→ **Exercise A**
In the opinion piece about a children's hospital wing named after a car dealership, why does the writer object to the renaming? Answer in one to three sentences.
→ **Exercise B**
Extend the opinion piece about corporate names on hospital wings, picking up after its final sentence.

→ **Document segment**
By: Harmeet Singh

If I had a million dollars, I’d be rich. So argued the Barenaked Ladies circa 1990.

Twenty years later, it’s still a lot of money. So when Prince George’s Northland Dodge donated $1 million to the University Hospital of Northern B.C., it’s understandable that hospital staff, patients and their families would be thrilled.

But apparently, the donation is worth renaming UHNBC’s children’s wing after the dealership. Now, doctors and nurses will be bringing ailing children back to a healthy state in the Northland Dodge Paediatric Wing.

I’m not going to argue that this wasn’t a generous donation, nor will I say that Dodge is an evil company. It’s not.

What I would argue is that renaming a hospital wing after a company that made a donation is unnecessary and overblown. Worse, this represents a small part of a dangerous trend toward corporations running our public services instead of the people we actually elect to do it.

The UHNBC case isn’t even that absurd compared to some other examples in Canada. Take for example the Trillium Health Centre in Mississauga, Ont., a regional cardiac and stroke centre known for the quality of its surgeons. The same hospital is host to the Colonel Harland Sanders Family Care Centre.

Yes, the Colonel Sanders of Kentucky Fried Chicken, who stayed in Mississauga during the 1960s when KFC expanded to Canada. Donations by the chicken icon’s trusts have been enough to have a portion of several hospitals named after him.

The Colonel Harland Sanders Foundation donated $1 million to the Neonatal Intensive Care Unit at the Children’s Hospital of Saskatchewan in 2009 and a section of McMaster Children’s Hospital in Hamilton, Ont. was re-named The Colonel Harland Sanders Inpatient Unit in 2008. And yes, these various wards are often nicknamed “the chicken wing.”

→ **Dataset extract**

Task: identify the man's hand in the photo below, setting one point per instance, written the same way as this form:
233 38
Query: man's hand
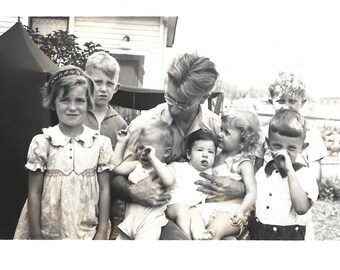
149 192
220 188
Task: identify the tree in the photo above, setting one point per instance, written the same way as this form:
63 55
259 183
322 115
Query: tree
62 47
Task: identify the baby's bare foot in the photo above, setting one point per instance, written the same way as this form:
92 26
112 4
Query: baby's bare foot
208 235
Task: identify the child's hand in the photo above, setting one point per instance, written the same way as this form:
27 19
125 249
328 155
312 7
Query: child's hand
100 236
238 219
282 159
122 135
149 152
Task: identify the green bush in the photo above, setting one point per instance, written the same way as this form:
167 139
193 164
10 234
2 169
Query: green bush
62 47
330 189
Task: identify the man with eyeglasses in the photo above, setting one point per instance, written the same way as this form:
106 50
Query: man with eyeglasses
190 81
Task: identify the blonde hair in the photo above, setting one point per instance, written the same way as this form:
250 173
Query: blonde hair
65 79
247 122
193 75
288 122
103 61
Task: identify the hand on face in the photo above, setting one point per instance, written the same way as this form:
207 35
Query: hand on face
122 135
282 159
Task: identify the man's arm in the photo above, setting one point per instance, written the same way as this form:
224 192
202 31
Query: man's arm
221 188
146 192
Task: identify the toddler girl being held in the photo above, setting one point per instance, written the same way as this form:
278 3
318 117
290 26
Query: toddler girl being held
239 137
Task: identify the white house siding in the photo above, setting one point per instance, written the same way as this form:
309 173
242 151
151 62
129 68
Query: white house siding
6 22
146 38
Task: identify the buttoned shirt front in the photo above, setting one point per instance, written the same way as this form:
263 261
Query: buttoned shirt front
273 203
109 127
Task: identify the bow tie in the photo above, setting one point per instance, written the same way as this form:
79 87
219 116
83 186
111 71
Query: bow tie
270 167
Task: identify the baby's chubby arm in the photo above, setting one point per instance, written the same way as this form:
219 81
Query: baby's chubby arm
166 175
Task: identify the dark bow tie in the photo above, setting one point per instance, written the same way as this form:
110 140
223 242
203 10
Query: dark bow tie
270 167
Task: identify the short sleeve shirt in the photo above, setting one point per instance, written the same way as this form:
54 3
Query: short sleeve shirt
273 203
109 127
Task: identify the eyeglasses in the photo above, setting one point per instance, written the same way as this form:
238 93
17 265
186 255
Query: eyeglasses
182 106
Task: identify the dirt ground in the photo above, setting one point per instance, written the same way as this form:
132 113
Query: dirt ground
326 219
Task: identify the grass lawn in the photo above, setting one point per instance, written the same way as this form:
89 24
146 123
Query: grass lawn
326 219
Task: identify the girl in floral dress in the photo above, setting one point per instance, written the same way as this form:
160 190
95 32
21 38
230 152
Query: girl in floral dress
69 164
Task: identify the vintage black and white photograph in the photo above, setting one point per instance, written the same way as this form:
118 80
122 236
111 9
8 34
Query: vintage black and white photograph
165 120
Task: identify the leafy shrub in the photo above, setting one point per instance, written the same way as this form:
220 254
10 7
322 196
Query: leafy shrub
330 189
62 48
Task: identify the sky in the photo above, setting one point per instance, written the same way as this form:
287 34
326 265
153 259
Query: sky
251 43
249 40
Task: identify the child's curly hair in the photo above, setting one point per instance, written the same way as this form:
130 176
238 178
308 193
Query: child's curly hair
249 125
287 83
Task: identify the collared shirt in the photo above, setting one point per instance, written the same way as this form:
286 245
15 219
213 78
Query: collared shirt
206 120
273 203
109 127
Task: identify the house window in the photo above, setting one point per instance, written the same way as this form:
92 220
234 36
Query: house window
47 25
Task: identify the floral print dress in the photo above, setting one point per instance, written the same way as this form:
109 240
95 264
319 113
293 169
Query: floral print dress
70 195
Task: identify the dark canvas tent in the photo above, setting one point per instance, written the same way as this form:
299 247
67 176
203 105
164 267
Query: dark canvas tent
23 70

→ **Response box A**
The writer considers naming a hospital wing after a donating company unnecessary and overblown. Worse, the writer sees it as a small part of a dangerous trend toward corporations, rather than elected representatives, running public services.

→ **Response box B**
Around that time, Globe and Mail writer Andre Picard put it this way: “Again, intentions are good but, honestly, should kids with life-threatening illnesses (and their families) have to depend on burger-generated generosity for proper care?”

Or in the case of UHNBC’s new children’s wing name, why should they depend on vehicle-generated generosity?

It’s difficult to argue that an extra $1 million is not a good thing for a hospital. Naming wards after companies or individuals who donate money might encourage more similar donations from corporations looking to increase their public profile.

But what I fear is that this will mean governments will sit back and allow corporate sponsorship to take over public institutions, maybe even resulting in unethical companies branding hospitals. After all, it’s strange enough associating the company that created the Double Down with one of Ontario’s best cardiac hospitals.

The debate is extensive about corporate sponsorship of public schools, and it should be questioned for hospitals as well. I’m already getting used to sports arenas being named after cell phone companies. But really, I can’t say I’m looking forward to my children being born in the Tim Horton’s Maternity Ward and attending Google Elementary School.